-- begin PASSAGE --

Important: Run this migration AFTER the schema migration.

Step 5: Document Transition Behavior

Create documentation file: docs/multi-market-transition.md

# Multi-Market Transition Period

## Current State (During Transition)

### RoasterCrawlConfig.market
- **Nullable**: Yes
- **NULL behavior**: Legacy mode (uses shipsTo, no affiliate transformation)
- **Non-NULL behavior**: Multi-market mode (uses market countries, affiliate transformation)

### URL Resolution Logic

For each CrawlUrl, the system checks:
1. **Logistics check**: Does RCC ship to visitor's country? (RCC.shipsTo)
2. **Monetization check**: If RCC has market, does market serve visitor's country? (Market.countries)
3. **Both must pass** for bean to be shown

### Priority System

Even in legacy mode (market = NULL), priority is used:
- Default priority: 50
- Higher priority wins when multiple configs serve same country
- Allows gradual migration without URL resolution changes

## Migration Workflow

### Immediate (After Migration)

-- end PASSAGE --
-- begin INFORMATION SUPPLIED --

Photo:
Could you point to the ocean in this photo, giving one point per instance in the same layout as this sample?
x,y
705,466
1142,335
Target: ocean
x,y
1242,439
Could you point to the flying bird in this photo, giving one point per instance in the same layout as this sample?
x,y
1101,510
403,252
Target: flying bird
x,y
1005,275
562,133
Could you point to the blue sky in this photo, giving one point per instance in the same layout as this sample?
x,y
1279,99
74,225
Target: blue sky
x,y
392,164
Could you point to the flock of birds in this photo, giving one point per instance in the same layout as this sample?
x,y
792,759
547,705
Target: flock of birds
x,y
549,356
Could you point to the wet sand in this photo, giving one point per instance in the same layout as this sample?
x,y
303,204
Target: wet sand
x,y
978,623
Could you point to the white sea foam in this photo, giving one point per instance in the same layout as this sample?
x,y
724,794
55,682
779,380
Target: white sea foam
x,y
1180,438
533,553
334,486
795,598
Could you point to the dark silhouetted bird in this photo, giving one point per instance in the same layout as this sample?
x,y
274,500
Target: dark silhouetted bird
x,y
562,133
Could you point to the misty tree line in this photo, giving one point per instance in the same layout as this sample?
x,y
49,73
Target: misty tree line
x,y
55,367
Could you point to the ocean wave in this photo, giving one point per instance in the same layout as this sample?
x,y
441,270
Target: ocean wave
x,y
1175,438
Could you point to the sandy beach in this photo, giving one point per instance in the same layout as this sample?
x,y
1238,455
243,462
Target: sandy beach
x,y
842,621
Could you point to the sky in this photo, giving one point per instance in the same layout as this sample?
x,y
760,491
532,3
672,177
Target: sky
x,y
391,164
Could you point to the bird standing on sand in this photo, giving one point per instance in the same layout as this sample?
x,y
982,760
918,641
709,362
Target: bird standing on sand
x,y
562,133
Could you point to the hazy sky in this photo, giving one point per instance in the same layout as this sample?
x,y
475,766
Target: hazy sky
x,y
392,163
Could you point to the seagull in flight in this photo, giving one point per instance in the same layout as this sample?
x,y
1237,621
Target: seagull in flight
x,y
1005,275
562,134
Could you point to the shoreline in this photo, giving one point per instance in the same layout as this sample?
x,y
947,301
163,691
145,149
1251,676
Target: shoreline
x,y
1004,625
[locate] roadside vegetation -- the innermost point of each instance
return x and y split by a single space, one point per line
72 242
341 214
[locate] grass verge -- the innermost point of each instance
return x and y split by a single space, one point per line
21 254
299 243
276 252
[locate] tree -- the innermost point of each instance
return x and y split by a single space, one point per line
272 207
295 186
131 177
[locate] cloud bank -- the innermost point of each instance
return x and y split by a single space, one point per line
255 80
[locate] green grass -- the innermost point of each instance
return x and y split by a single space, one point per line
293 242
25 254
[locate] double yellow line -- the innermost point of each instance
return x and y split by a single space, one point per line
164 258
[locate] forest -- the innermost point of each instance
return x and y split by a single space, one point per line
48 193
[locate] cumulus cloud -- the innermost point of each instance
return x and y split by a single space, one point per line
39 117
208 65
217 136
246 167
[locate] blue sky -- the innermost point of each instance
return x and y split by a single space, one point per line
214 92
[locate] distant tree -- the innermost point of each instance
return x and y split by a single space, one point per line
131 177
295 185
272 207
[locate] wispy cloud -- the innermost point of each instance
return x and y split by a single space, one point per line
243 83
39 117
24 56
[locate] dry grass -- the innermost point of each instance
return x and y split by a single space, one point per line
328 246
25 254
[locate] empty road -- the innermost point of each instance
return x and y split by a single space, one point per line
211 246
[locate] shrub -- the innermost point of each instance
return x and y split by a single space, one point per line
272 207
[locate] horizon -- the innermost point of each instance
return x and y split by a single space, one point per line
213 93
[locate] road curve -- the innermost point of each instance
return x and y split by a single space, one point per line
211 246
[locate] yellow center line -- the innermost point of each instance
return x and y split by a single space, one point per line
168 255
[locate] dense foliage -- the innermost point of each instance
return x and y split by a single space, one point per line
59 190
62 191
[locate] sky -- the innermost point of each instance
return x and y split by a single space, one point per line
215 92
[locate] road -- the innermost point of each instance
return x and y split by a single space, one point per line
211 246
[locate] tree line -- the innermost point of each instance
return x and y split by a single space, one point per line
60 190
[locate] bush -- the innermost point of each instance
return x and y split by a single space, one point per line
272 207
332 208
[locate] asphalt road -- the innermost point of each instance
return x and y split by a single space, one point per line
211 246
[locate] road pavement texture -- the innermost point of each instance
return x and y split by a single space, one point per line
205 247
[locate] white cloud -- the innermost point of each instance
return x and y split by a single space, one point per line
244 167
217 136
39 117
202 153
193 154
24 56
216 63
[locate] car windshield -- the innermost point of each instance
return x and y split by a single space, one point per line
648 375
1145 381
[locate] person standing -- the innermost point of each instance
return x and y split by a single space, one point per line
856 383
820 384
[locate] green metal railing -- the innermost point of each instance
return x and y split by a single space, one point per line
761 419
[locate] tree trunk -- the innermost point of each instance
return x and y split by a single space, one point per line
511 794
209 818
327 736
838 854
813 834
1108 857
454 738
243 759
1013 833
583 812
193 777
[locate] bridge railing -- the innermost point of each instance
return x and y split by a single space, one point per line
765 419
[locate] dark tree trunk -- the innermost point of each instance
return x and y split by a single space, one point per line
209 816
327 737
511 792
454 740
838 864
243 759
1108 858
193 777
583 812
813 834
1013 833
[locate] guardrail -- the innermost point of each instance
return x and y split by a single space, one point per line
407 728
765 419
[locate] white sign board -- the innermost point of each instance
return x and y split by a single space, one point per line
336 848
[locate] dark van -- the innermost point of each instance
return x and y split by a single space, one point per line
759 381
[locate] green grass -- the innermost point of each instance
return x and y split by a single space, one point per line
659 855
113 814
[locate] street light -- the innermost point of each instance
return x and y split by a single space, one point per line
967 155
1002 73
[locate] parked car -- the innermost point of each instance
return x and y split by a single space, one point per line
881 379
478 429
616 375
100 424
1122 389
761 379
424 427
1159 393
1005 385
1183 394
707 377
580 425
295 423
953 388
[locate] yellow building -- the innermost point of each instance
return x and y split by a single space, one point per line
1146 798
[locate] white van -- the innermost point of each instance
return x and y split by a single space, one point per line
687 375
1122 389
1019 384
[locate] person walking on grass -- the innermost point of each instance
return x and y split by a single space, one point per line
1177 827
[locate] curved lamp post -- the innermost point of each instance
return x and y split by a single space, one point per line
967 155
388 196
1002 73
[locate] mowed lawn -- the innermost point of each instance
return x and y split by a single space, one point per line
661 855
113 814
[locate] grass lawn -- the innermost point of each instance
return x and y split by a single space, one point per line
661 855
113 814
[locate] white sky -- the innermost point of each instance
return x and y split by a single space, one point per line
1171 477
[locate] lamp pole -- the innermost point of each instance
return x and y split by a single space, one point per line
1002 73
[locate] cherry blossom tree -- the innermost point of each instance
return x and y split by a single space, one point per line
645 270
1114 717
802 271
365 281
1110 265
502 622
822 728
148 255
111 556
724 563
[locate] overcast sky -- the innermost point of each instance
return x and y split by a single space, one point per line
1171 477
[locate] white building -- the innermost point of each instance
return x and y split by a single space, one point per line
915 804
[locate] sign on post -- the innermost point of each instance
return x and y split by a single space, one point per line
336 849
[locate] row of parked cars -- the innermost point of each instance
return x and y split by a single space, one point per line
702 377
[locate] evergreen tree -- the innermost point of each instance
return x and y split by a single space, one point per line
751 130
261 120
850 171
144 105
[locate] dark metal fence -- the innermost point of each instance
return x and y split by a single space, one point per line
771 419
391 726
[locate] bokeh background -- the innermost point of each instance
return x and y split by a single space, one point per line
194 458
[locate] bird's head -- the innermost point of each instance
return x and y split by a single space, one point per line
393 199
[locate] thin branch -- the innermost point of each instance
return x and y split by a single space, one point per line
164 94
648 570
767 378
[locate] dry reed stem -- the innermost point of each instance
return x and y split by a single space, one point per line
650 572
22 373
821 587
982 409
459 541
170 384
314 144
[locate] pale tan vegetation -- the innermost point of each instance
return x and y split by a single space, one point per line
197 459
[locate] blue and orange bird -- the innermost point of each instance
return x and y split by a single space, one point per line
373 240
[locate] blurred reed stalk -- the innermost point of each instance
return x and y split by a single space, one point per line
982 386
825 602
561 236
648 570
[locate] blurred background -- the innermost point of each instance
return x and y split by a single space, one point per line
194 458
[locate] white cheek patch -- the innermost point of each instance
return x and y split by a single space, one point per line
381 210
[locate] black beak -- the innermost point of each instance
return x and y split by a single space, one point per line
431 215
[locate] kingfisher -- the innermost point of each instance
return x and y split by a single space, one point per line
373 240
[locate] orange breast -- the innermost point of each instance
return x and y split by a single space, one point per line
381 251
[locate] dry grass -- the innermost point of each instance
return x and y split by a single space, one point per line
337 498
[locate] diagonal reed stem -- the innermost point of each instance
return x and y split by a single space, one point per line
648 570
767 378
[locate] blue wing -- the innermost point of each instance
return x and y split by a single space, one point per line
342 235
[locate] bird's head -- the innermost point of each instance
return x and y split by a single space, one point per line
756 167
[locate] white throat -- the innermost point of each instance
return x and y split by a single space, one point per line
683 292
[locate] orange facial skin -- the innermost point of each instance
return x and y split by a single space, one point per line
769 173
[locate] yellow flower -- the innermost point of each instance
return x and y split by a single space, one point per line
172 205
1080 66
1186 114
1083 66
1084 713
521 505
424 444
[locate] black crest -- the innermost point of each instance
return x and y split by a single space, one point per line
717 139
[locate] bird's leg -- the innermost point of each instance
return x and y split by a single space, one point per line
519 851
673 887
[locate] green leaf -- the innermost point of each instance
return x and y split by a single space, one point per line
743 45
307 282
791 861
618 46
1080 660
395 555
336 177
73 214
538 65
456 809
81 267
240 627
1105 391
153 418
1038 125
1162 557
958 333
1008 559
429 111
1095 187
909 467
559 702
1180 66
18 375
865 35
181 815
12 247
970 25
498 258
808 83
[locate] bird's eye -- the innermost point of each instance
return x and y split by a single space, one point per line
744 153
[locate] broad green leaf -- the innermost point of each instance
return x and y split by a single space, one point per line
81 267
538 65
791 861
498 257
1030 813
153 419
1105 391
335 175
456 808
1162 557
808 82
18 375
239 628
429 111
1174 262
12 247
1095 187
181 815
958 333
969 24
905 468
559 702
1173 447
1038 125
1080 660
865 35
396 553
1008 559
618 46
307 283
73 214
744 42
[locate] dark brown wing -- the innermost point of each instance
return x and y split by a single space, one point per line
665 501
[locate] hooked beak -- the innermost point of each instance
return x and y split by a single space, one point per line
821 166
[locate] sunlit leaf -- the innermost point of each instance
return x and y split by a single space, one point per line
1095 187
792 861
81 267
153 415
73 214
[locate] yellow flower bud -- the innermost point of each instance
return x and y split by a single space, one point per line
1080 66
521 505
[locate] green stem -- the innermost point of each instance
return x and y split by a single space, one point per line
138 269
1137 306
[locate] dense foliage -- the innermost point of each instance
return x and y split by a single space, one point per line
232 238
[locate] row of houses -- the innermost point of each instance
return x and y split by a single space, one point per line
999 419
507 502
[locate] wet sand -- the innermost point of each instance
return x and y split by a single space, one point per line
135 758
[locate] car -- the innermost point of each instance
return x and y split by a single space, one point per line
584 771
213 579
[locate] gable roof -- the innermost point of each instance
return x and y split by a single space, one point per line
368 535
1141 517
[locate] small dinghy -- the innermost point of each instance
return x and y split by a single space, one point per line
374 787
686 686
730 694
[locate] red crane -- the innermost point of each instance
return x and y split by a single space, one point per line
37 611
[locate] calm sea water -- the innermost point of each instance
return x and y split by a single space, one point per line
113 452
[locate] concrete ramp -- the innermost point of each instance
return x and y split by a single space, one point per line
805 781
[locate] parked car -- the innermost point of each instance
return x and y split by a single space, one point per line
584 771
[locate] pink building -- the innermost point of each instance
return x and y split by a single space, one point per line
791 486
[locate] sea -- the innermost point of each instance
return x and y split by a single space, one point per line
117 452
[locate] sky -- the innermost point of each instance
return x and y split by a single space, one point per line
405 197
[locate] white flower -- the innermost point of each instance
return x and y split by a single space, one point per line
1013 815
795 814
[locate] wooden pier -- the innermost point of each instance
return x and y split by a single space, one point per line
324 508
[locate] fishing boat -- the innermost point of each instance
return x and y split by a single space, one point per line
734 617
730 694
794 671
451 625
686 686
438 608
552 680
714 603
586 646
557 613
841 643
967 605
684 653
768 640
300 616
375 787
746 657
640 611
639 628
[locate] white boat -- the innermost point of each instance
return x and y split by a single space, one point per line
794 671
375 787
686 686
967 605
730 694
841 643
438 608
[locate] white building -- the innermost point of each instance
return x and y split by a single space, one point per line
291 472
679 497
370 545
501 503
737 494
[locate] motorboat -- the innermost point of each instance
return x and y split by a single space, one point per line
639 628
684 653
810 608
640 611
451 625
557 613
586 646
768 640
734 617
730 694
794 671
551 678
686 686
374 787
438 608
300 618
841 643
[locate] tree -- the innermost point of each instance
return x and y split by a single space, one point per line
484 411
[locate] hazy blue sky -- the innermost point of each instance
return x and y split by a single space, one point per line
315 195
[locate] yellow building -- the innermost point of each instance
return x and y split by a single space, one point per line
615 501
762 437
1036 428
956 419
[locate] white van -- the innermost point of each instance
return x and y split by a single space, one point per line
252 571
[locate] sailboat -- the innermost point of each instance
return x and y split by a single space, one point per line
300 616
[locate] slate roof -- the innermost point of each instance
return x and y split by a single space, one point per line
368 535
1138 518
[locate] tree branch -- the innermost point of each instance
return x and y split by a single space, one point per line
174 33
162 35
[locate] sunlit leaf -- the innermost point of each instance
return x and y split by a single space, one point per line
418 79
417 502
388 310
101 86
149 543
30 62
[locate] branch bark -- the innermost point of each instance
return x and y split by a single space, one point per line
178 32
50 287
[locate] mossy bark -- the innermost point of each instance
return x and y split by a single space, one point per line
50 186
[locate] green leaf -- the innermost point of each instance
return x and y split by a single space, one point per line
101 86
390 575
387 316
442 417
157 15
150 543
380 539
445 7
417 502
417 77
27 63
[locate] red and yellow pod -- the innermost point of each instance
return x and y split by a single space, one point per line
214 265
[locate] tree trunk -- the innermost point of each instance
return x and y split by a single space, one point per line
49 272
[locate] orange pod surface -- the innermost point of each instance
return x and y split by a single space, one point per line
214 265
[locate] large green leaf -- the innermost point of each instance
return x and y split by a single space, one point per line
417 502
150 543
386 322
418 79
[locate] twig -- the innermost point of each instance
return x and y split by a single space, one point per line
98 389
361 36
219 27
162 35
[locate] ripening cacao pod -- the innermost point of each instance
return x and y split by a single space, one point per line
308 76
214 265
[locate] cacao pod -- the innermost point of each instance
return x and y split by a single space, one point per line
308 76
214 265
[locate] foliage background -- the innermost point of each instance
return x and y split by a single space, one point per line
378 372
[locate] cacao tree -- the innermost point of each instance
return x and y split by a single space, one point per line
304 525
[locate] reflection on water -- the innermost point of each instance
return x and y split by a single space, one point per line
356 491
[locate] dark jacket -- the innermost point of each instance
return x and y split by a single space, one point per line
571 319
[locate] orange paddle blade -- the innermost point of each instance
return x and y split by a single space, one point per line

-- end INFORMATION SUPPLIED --

Continue the multi-market transition document from where it stops, writing the next part.

1. All existing RCCs have `market = NULL` and `priority = 50`
2. System works as before (legacy mode)
3. All CrawlUrls inherit availability from CoffeeBean.available

### Gradual (Admin Actions)
1. Create AffiliateProgram entities
2. Create Market entities
3. Assign RCCs to markets one by one
4. Adjust priorities as needed
5. Create BuyingOptions for special cases

### Eventually (After Full Transition)
1. All RCCs have markets assigned
2. Verify all beans have correct availability
3. Remove CoffeeBean.available field (separate migration)

## Rollback Procedure

If issues occur:
1. Revert code deployment
2. Run migration down: `bin/console doctrine:migrations:migrate prev`
3. Data is restored to previous state

Step 6: Create Migration Tests

File: tests/Migration/MultiMarketMigrationTest.php

<?php

namespace App\Tests\Migration;

use Symfony\Bundle\FrameworkBundle\Test\KernelTestCase;
use Doctrine\DBAL\Connection;

class MultiMarketMigrationTest extends KernelTestCase
{
    private Connection $connection;

    protected function setUp(): void
    {
        self::bootKernel();
        $this->connection = self::getContainer()->get('doctrine')->getConnection();
    }

    public function testSchemaChangesApplied(): void
    {
        // Verify new columns exist
        $this->assertTrue(
            $this->columnExists('roaster_crawl_config', 'market_id')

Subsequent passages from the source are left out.